### Testo fornito
#####

Nomadi Senza Storia
di Ennio Martignago
Un tempo vivevano gli Heroi. Non ho difficoltà a crederlo. Oggi non
ne ho più. Tutto può cambiare con una tale velocità che ti chiedi
se le cose del passato non siano solo favole per bambini.
Non so se tutti lo sanno, ma un tempo, proprio poco tempo fa, esistevano ancora i
Re, ed erano in quasi tutte le parti del mondo. Non i Re di oggi, che non vanno più
bene neanche per gli scandali. Io dico gli Imperatori, quelli come Napoleone.
Poi è venuto Hitler a cancellare la Storia (certo la conoscerete quella "storia"
che, soprattutto dai tempi di un filosofo italiano di nome Vico, si intende chiamare
La Storia?!). Le cose hanno smesso di andare come tutti si sarebbero aspettati.
Tutti hanno scoperto che l'Assurdo è possibile e questa scoperta ha fatto riflettere
alcuni sul fatto che forse anche quello che, come La Storia, tutti ritenevano logico,
potesse essere stato anche assurdo.
Da poco più di un decennio dopo la scomparsa della Storia ero presente anch'io.Non
credo proprio che il mondo sia cambiato perché c'ero io, ma a me sembra sempre
un po' di sì. Che fosse poco che era stata cancellata la Storia era evidente
per il fatto che l'occidente era soprattutto preoccupato di evitare una guerra in
casa propria a tempi brevi. Forse nessuno avrebbe pensato che per più di cinquantíanni
in Europa non ne si sarebbe più parlato, al punto di stupirsi, finendo quasi
per non riconoscerla, quando le TV ce l'hanno descritta fuori dalle porte di casa.
La Storia era una cosa grande. La scuola ce la insegnava sempre come una cosa assoluta
e non come una condizione relativa, suscettibile di svariate interpretazioni, come
si fa oggi. Nella mia infanzia ricordo che c'erano luoghi e oggetti per cui si doveva
provare rispetto, riverenza e, talora, timore. La famiglia era una di queste cose:
poteva essere "bella" o "brutta", ma non "relativa";
che senso avrebbe avuto? La squadra di calcio era un'altra. Eppoi il dottore, il
maestro, l'avvocato -neanche nominarlo, quello- le lauree in economia e commercio,
per non parlare dei master di amministrazione aziendale... L'impiego in banca
non era relativo. All'epoca, mio zio aveva una Giulietta: e quella era proprio una
cosa seria! La mia memoria ricorda ancora auto dalle forme strane: la Dauphine e
la 600 multipla. Un'auto era un investimento. Una bocciatura, uno striscio sulla
carrozzeria, prima che un danno, erano una bestemmia, un vilipendio iconoclastico.
E c'era anche l'inarrivabile, l'irraggiungibile, l'inconcepibile: gli astronauti
e i "Cervelli Elettronici".

#####

### Estratto dei dati
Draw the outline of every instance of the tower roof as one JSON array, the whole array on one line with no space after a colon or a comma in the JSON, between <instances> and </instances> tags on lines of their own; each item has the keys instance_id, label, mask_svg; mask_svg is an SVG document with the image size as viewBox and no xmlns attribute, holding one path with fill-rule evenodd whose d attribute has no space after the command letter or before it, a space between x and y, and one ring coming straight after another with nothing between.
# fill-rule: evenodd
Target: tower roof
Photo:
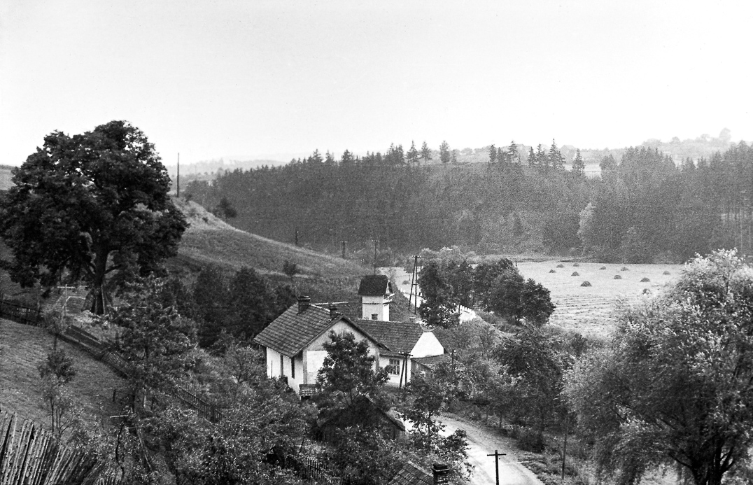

#####

### Problemi
[a] Secondo il testo fornito, che auto aveva lo zio di chi scrive?
[b] Trascrivi il passo del testo fornito che comincia con "Nomadi Senza Storia" e prosegue fino a "favole per bambini.".

### Le soluzioni
[a] Una Giulietta.

[b]
Nomadi Senza Storia
di Ennio Martignago
Un tempo vivevano gli Heroi. Non ho difficoltà a crederlo. Oggi non
ne ho più. Tutto può cambiare con una tale velocità che ti chiedi
se le cose del passato non siano solo favole per bambini.